Outline records =

** BEGIN **

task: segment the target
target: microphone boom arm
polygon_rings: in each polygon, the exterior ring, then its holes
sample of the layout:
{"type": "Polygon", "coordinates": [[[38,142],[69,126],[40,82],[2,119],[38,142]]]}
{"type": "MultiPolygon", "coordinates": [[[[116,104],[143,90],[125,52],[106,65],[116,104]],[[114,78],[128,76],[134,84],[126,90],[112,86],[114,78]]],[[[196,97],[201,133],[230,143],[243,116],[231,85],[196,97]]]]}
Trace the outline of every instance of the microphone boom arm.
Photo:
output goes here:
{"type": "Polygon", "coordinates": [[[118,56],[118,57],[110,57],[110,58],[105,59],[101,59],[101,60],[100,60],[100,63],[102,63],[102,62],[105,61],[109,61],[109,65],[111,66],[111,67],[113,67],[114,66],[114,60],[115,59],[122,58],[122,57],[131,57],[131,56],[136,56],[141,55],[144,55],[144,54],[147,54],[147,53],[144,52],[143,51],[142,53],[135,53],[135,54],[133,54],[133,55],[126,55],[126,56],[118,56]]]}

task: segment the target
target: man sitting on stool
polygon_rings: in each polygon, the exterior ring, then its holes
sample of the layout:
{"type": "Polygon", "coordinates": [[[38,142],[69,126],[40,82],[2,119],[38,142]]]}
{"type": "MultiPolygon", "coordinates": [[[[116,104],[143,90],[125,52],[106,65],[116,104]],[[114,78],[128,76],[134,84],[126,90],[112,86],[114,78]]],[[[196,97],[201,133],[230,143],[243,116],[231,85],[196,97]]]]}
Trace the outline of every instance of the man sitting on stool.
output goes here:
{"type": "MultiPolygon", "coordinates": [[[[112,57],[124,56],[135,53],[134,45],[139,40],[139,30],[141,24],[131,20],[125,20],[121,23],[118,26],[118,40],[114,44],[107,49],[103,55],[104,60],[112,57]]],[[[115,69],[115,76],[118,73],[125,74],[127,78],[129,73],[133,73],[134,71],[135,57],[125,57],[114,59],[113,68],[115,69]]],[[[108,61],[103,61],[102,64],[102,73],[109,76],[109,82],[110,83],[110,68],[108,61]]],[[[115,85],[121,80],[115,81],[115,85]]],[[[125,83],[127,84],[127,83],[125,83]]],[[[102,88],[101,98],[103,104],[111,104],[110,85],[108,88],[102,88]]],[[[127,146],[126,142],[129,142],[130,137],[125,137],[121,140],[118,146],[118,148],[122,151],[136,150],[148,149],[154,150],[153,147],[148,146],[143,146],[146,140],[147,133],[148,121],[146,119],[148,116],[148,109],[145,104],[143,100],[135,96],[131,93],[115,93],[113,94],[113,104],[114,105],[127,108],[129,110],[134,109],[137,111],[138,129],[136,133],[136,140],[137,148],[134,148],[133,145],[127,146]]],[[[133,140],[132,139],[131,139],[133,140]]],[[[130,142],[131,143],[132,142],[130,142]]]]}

** END **

TO BE DONE = Please restate the records in full, word for word.

RESPONSE =
task: segment the target
target: microphone boom arm
polygon_rings: in each polygon, the exterior ring, then its holes
sample of the layout:
{"type": "Polygon", "coordinates": [[[38,142],[69,126],[40,82],[2,119],[38,142]]]}
{"type": "MultiPolygon", "coordinates": [[[[116,104],[143,90],[125,52],[106,65],[116,104]],[[114,78],[128,76],[134,84],[126,90],[112,86],[114,78]]],[[[196,97],[201,133],[230,143],[243,116],[231,85],[196,97]]]]}
Trace the outline of every instance of the microphone boom arm.
Photo:
output goes here:
{"type": "Polygon", "coordinates": [[[118,56],[118,57],[110,57],[110,58],[105,59],[101,59],[101,60],[100,60],[100,63],[102,63],[102,62],[105,61],[109,61],[109,65],[111,66],[111,67],[113,67],[114,66],[114,60],[115,59],[122,58],[122,57],[131,57],[131,56],[136,56],[141,55],[144,55],[144,54],[147,54],[147,53],[144,52],[143,51],[142,53],[135,53],[135,54],[133,54],[133,55],[126,55],[126,56],[118,56]]]}

task: segment the target
target: man sitting on stool
polygon_rings: in each polygon, the exterior ring, then its holes
sample of the layout:
{"type": "Polygon", "coordinates": [[[38,142],[69,126],[40,82],[2,119],[38,142]]]}
{"type": "MultiPolygon", "coordinates": [[[[116,104],[143,90],[125,52],[106,65],[116,104]],[[114,78],[128,76],[134,84],[126,90],[112,86],[114,78]]],[[[196,97],[201,133],[230,143],[243,116],[231,85],[196,97]]]]}
Trace the outline of every instance of the man sitting on stool.
output goes here:
{"type": "MultiPolygon", "coordinates": [[[[112,57],[124,56],[135,53],[134,45],[139,40],[139,30],[141,24],[131,20],[125,20],[121,23],[118,26],[118,40],[114,44],[107,49],[103,55],[104,60],[112,57]]],[[[115,69],[115,76],[118,73],[125,74],[127,78],[129,73],[133,73],[134,71],[135,57],[125,57],[114,59],[113,68],[115,69]]],[[[108,61],[103,61],[102,64],[102,73],[109,76],[109,82],[110,83],[110,68],[108,61]]],[[[115,85],[121,80],[115,81],[115,85]]],[[[125,83],[127,84],[127,83],[125,83]]],[[[102,88],[101,98],[103,104],[111,104],[110,85],[108,88],[102,88]]],[[[127,146],[126,142],[129,142],[130,137],[125,137],[121,140],[118,146],[118,148],[122,151],[136,150],[148,149],[154,150],[153,147],[148,146],[143,146],[146,140],[147,133],[148,121],[146,119],[148,116],[148,109],[145,104],[143,100],[135,96],[131,93],[115,93],[113,94],[113,104],[114,105],[127,108],[129,110],[134,109],[137,111],[138,129],[136,133],[136,140],[137,148],[134,148],[133,145],[127,146]]],[[[133,140],[132,139],[131,139],[133,140]]],[[[130,142],[131,143],[132,142],[130,142]]]]}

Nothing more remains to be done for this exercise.